• **WHAT YOU SHOULD DO**
Give the number of lines in the data below that contain "rough", and only that number.

EXTRACTED INFORMATION below:

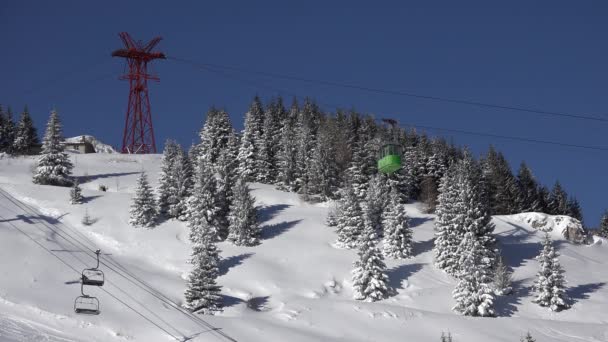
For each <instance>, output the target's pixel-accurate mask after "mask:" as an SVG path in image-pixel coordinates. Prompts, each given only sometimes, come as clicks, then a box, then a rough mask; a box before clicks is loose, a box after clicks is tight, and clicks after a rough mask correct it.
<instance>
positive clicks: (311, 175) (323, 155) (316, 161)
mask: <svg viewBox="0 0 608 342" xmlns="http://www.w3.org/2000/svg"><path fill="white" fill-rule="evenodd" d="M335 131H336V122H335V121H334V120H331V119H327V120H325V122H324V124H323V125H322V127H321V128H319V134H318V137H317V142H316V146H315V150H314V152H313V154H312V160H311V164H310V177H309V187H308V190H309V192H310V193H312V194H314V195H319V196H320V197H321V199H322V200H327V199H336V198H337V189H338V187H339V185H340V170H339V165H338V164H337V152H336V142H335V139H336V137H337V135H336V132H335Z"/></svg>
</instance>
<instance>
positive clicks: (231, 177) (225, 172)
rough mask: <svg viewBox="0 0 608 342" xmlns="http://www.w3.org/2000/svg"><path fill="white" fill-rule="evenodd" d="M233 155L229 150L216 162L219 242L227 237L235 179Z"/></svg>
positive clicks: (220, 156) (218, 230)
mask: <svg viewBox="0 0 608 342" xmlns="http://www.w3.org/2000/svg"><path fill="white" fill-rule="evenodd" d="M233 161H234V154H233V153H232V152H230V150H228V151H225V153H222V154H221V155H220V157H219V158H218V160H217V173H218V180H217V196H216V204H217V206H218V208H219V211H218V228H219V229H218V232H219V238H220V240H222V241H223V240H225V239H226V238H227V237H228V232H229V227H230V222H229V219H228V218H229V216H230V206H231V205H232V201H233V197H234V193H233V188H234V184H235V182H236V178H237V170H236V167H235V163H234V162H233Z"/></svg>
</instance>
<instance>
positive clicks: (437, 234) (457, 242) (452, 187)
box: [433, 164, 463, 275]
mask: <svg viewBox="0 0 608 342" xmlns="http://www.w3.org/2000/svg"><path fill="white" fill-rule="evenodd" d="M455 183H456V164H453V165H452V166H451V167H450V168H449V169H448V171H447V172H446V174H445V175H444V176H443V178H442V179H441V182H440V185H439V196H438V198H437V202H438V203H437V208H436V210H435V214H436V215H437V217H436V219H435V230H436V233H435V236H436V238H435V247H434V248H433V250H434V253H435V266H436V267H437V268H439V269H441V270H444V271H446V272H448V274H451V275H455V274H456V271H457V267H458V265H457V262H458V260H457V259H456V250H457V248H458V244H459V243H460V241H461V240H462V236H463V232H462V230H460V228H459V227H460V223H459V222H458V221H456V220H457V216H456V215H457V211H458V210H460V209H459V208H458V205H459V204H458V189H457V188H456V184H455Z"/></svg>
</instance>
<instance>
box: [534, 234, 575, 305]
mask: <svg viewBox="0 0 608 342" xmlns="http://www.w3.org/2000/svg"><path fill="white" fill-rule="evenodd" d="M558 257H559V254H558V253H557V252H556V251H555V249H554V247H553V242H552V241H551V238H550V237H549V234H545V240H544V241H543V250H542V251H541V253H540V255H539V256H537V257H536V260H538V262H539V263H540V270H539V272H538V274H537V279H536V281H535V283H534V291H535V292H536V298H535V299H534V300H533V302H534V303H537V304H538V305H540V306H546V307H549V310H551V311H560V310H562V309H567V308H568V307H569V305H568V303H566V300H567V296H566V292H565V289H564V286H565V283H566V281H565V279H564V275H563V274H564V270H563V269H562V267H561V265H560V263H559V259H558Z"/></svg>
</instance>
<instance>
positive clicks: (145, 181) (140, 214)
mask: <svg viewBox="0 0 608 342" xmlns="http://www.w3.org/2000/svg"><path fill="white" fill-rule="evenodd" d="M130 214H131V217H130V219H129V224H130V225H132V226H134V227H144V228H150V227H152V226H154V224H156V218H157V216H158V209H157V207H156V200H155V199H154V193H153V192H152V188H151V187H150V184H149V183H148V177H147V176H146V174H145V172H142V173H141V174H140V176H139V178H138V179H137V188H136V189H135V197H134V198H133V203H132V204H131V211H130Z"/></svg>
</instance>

End of EXTRACTED INFORMATION.

• **SOLUTION**
2